-- begin Given records --
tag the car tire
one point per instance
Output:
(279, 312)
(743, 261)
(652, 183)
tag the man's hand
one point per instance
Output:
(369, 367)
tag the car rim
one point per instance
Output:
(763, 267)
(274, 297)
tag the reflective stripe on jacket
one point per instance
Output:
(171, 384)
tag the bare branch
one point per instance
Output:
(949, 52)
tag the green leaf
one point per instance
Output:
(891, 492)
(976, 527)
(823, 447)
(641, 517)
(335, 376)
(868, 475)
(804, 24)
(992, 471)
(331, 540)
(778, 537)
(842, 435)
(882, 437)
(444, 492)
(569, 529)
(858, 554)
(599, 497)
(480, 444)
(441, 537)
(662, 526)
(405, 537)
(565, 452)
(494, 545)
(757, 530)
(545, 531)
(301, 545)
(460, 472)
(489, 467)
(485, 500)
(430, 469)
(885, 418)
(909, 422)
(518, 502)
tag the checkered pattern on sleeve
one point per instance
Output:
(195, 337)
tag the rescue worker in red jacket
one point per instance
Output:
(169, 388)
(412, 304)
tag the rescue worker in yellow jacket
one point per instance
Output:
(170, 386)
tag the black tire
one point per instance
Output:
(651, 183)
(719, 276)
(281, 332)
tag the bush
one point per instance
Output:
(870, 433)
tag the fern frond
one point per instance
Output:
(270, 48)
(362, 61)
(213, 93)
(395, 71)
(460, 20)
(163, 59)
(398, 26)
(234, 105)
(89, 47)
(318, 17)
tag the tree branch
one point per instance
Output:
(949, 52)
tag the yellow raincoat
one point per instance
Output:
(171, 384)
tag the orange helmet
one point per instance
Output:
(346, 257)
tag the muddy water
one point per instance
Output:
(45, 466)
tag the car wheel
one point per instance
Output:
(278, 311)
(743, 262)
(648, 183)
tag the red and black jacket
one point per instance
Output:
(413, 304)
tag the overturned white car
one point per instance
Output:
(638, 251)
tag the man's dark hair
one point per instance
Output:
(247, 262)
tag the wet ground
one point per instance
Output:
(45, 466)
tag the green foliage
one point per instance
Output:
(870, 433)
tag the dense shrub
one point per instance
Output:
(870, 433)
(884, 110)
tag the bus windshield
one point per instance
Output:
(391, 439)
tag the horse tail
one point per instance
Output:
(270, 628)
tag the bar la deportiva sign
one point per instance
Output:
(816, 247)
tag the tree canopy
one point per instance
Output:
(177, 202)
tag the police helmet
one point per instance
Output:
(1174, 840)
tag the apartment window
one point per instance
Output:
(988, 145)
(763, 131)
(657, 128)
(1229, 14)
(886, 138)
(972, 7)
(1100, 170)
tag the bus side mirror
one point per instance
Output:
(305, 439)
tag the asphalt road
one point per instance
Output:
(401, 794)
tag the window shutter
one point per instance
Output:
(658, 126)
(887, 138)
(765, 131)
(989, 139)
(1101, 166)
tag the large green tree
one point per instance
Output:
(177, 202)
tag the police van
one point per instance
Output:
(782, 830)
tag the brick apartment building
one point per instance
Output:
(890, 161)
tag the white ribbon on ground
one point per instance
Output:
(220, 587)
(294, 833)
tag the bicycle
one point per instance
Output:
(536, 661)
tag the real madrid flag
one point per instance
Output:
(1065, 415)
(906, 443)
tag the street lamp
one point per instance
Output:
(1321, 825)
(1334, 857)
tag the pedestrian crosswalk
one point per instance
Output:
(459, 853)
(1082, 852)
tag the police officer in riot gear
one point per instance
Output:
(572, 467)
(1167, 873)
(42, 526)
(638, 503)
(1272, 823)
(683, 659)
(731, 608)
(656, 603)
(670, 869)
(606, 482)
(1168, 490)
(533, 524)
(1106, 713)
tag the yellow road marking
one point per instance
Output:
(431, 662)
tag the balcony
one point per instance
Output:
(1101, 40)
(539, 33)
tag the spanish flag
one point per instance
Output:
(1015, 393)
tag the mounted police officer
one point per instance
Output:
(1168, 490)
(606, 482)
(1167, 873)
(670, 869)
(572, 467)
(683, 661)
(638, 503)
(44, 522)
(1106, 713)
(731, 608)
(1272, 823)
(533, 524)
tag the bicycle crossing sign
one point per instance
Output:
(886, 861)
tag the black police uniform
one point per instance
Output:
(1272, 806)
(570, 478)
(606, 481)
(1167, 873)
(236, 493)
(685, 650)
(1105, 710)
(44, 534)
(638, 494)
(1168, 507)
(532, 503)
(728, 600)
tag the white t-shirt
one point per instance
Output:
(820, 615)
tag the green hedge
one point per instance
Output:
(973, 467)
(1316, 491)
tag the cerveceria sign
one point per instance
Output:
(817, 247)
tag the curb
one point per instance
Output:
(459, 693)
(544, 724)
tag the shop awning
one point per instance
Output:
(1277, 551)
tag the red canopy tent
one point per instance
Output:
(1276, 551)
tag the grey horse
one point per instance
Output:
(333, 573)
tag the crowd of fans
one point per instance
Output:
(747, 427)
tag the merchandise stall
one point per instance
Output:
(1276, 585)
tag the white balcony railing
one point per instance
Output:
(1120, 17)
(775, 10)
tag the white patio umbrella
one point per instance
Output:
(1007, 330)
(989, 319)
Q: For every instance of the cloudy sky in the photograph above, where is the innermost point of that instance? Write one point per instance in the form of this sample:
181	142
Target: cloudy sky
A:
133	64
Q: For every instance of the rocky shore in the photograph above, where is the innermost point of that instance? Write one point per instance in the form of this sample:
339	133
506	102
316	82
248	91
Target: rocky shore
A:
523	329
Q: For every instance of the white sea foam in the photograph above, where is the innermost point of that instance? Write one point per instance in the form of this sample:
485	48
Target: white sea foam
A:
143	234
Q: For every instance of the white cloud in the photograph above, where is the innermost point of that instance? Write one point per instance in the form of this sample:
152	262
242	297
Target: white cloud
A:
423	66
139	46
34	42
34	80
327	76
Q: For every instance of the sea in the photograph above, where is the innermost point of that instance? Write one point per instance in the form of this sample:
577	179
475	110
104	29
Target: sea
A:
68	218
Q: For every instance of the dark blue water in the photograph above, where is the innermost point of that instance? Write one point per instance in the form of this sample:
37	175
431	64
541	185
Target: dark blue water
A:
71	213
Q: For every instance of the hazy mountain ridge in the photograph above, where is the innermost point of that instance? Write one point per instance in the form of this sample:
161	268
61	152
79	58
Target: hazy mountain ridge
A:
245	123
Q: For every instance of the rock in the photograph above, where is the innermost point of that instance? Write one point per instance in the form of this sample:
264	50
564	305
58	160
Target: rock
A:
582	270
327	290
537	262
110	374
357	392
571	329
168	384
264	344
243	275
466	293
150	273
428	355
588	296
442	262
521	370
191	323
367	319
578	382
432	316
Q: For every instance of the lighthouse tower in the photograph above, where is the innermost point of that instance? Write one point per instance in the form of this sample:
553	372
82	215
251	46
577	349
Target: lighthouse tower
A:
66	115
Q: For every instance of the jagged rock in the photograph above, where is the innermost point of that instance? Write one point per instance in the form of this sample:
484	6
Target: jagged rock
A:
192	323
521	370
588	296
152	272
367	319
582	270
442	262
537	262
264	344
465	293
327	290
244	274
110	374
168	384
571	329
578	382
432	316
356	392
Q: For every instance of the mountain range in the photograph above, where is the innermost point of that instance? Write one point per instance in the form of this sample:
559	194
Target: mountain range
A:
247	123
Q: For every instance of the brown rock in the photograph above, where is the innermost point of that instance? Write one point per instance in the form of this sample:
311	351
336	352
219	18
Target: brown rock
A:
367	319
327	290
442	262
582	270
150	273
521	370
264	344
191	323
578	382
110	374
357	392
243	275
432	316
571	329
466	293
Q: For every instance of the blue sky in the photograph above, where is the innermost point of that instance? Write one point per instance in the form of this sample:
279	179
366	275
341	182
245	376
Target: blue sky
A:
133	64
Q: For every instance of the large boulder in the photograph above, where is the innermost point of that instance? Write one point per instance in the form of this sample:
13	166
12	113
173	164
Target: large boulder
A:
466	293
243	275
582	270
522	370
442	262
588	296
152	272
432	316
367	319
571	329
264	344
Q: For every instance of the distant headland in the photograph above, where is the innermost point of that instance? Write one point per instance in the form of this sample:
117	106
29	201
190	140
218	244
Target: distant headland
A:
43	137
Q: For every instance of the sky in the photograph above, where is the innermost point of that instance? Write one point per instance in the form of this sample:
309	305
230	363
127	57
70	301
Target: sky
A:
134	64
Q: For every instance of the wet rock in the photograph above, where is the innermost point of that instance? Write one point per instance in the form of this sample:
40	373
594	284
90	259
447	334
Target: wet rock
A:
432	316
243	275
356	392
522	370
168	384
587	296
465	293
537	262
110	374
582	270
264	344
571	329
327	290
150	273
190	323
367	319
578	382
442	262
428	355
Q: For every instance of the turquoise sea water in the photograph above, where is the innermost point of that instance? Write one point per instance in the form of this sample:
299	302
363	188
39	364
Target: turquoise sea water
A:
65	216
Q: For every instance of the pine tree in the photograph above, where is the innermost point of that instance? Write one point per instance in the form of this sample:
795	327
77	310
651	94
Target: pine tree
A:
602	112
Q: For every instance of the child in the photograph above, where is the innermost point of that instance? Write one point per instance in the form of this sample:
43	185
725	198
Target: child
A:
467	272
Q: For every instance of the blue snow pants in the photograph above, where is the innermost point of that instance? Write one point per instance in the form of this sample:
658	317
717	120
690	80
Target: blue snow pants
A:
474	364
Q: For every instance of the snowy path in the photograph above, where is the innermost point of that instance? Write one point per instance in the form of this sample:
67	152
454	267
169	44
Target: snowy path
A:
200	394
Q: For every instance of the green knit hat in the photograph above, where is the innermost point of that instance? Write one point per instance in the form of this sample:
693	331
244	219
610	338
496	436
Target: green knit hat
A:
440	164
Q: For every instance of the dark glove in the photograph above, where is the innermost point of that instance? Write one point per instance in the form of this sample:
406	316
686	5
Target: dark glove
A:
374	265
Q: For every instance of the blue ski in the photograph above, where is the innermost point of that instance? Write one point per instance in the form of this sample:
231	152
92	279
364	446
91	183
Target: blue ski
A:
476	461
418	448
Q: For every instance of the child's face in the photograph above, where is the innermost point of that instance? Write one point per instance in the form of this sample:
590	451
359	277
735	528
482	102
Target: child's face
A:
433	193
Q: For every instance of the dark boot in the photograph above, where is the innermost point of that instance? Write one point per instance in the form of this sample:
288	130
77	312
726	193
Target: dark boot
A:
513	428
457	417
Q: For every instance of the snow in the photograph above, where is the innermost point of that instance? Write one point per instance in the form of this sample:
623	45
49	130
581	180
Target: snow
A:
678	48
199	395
-- end Given records --
**Short problem:** Reproduce the final stretch of the data above: every line from the one holding "Q: For every instance of the blue snow" through the end, inclusive, exactly as written and nothing else.

**Complete output:**
Q: For every instance of the blue snow pants in the photograph above, where is the innermost point of that instance? Write one point per instance in the form of this sample:
658	317
717	120
690	80
Target: blue snow pants
A:
474	364
Q: For every instance of the snowy path in the photograph above, where is the innermost point of that instance? Write one point per instance in the form of this sample:
67	152
454	267
169	44
Target: snowy path
A:
200	394
Q: For every instance of the green knit hat in the photograph above, where is the innermost point of that instance? Write one point per instance in the form of this sample:
693	331
244	219
610	338
496	436
Target: green knit hat
A:
440	164
Q: For every instance of the dark glove in the photograph above, where is the innermost point of that instance? Write one point per instance in the form of this sample:
406	316
686	5
Target: dark glove
A:
374	265
Q: For every instance of the blue ski in the photograph above, where is the innermost point of that instance? Write one point per instance in the form of this sample:
231	152
92	279
364	446
91	183
Target: blue ski
A:
476	461
418	448
Q: For every instance of the child's face in the photograph above, where is the innermost point of that instance? Write one point per instance in the form of this sample:
590	451
359	277
735	528
482	102
Target: child's face
A:
433	193
Q: For every instance of the dark boot in the photograph above, where is the innermost point of that instance? Write one point per instance in the form of this sample:
288	130
77	312
726	193
Target: dark boot
A:
513	428
457	417
Q: For every instance of the snow in the photograph above, where is the innermost point of that instance? Write one point per instance in the form of this sample:
623	45
49	130
581	180
Target: snow
A:
678	48
199	395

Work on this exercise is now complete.